AIM OF THE EXERCISE: At the line containing "I would appreciate it if you could identify the man", begin repeating lines exactly, and stop only after the final line of the records below.

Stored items

■ ■ ■

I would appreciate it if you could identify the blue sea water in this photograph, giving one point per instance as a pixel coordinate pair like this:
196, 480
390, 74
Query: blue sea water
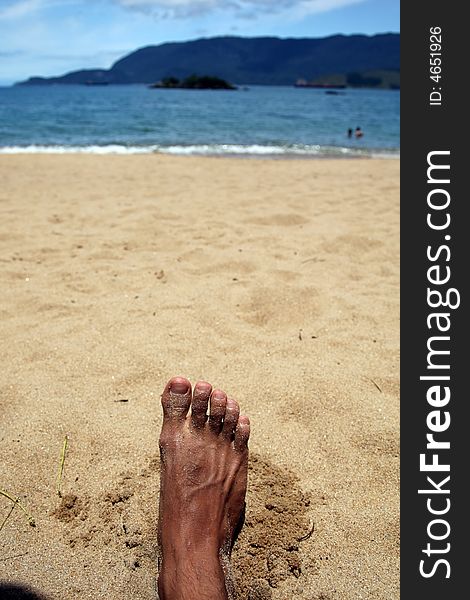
256, 120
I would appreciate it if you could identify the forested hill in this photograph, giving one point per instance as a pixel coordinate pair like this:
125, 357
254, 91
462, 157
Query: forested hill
260, 60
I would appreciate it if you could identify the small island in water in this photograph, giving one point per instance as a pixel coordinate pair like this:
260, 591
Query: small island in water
193, 82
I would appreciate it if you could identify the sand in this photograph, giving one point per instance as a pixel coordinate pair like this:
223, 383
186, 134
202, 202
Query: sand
276, 280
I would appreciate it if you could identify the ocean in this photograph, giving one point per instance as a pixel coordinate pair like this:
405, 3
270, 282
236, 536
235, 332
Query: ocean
252, 121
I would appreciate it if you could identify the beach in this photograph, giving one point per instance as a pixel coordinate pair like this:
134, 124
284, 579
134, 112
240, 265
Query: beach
275, 280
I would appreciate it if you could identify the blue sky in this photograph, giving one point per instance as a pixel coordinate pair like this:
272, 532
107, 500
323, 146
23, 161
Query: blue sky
52, 37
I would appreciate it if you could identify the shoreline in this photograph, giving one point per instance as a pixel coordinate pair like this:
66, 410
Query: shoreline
277, 281
203, 150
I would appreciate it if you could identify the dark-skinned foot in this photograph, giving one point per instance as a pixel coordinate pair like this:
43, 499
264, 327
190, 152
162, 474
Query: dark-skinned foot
203, 477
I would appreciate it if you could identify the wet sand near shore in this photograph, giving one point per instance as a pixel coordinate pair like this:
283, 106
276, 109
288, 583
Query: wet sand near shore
275, 280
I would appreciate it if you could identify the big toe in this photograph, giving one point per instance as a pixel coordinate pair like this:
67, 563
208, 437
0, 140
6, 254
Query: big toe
176, 399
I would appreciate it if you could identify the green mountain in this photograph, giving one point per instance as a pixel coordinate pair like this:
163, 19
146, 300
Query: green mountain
261, 60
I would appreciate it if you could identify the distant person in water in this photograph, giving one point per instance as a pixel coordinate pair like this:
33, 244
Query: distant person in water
203, 479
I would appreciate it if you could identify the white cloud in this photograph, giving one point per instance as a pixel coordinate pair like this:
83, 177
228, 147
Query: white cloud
19, 9
188, 8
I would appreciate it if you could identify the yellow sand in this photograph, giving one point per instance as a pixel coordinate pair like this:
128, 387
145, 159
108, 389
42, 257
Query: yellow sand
276, 280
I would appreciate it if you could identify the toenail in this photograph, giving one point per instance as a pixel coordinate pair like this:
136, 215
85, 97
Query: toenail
179, 386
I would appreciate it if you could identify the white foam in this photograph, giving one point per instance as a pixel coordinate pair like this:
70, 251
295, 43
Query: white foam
206, 150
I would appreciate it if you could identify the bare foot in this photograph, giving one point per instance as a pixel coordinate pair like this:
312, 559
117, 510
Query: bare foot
204, 465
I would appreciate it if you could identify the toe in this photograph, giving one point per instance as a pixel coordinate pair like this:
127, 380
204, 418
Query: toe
176, 399
242, 433
217, 410
201, 395
232, 411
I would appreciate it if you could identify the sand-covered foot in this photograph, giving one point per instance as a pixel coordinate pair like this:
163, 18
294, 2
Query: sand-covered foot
204, 465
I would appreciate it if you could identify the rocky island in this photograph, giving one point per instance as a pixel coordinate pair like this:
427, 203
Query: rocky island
194, 82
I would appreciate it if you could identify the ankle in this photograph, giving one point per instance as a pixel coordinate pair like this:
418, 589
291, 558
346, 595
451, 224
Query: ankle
196, 576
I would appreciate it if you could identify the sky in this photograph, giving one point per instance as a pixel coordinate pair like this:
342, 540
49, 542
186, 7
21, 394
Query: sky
53, 37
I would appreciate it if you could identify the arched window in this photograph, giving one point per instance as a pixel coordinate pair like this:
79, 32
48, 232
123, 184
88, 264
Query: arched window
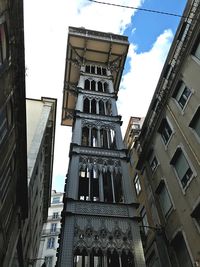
101, 108
93, 106
84, 176
104, 71
88, 184
93, 85
100, 88
87, 68
117, 181
94, 193
105, 87
94, 137
86, 105
93, 69
108, 108
107, 187
112, 139
81, 258
127, 259
87, 85
85, 136
99, 70
103, 138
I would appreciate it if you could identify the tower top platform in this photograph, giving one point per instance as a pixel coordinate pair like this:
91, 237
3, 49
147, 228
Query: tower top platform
85, 47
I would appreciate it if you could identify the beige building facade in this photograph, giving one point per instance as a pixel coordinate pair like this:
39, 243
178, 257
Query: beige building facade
13, 161
51, 229
166, 154
41, 120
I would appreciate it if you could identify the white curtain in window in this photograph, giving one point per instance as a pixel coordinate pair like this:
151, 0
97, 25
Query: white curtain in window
181, 165
165, 200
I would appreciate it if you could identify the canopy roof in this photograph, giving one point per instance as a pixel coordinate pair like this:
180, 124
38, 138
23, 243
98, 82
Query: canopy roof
90, 47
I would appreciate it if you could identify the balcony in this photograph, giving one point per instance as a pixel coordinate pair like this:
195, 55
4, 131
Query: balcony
51, 232
53, 218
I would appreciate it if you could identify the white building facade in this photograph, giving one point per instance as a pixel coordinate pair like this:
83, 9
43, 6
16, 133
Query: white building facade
50, 232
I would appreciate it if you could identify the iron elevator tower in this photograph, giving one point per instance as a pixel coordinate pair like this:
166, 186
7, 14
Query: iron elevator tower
99, 221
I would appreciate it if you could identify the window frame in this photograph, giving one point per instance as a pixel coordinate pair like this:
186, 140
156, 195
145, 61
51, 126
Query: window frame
54, 201
51, 243
180, 151
196, 49
163, 186
46, 260
4, 51
144, 218
196, 214
194, 122
151, 158
178, 94
163, 131
137, 184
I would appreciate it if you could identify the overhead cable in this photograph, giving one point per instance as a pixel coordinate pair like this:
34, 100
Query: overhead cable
139, 8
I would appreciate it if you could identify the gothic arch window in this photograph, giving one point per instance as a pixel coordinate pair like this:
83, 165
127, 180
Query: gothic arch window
113, 259
105, 87
104, 71
108, 108
112, 139
84, 176
103, 138
93, 69
117, 181
127, 259
101, 108
100, 87
107, 187
86, 105
87, 84
85, 136
88, 184
87, 68
99, 70
93, 86
94, 136
93, 106
81, 258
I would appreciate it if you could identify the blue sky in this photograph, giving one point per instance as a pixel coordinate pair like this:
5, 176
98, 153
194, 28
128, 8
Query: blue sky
150, 37
146, 26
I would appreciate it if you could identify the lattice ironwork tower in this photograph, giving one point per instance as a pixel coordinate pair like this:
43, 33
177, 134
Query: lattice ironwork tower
99, 222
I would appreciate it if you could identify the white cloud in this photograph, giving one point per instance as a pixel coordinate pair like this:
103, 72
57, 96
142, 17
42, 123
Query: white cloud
46, 28
138, 85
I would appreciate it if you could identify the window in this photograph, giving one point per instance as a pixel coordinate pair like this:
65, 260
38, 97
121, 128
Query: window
3, 43
182, 167
182, 94
197, 51
50, 242
55, 200
195, 123
3, 124
145, 223
88, 184
165, 131
53, 227
137, 184
153, 162
55, 215
164, 198
153, 260
95, 70
48, 261
181, 252
196, 214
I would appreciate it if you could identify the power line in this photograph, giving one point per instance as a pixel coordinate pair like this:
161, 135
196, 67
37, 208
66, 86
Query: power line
141, 9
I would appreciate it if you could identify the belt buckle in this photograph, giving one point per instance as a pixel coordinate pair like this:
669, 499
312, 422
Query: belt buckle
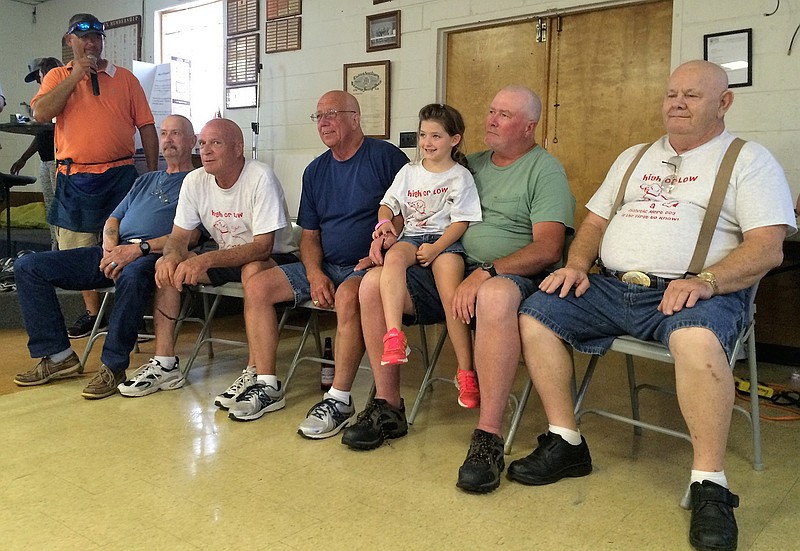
636, 278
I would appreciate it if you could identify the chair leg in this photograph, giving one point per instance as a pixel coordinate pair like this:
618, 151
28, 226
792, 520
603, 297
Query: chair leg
311, 327
521, 403
634, 391
755, 414
205, 331
96, 333
431, 361
587, 378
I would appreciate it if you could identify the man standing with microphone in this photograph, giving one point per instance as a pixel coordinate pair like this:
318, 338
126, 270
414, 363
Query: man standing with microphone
94, 138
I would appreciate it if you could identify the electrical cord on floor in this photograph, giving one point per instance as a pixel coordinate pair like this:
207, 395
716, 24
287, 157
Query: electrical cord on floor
772, 396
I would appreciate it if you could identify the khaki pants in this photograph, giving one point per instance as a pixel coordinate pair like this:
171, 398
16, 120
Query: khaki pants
68, 239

■ ■ ■

EXERCISE OUTPUT:
I would appreciate it if you could identify the man standing with microphone in this photograph, giving one point per instance as a pixel coordinate pair like this:
318, 338
126, 270
414, 363
Query: man standing with microphone
94, 138
I would appreciate it if you could identify the electrical cord on floor in this photograph, giving one point per instance as a pixel coordinate pair like this:
207, 395
716, 24
287, 157
Query: electrical cord on floor
772, 396
I would appreciate it if you could identify the khaki pants in this photograph, giving one point per instance as a pixel coordinate pair like this:
171, 398
16, 120
Query: khaki pants
68, 239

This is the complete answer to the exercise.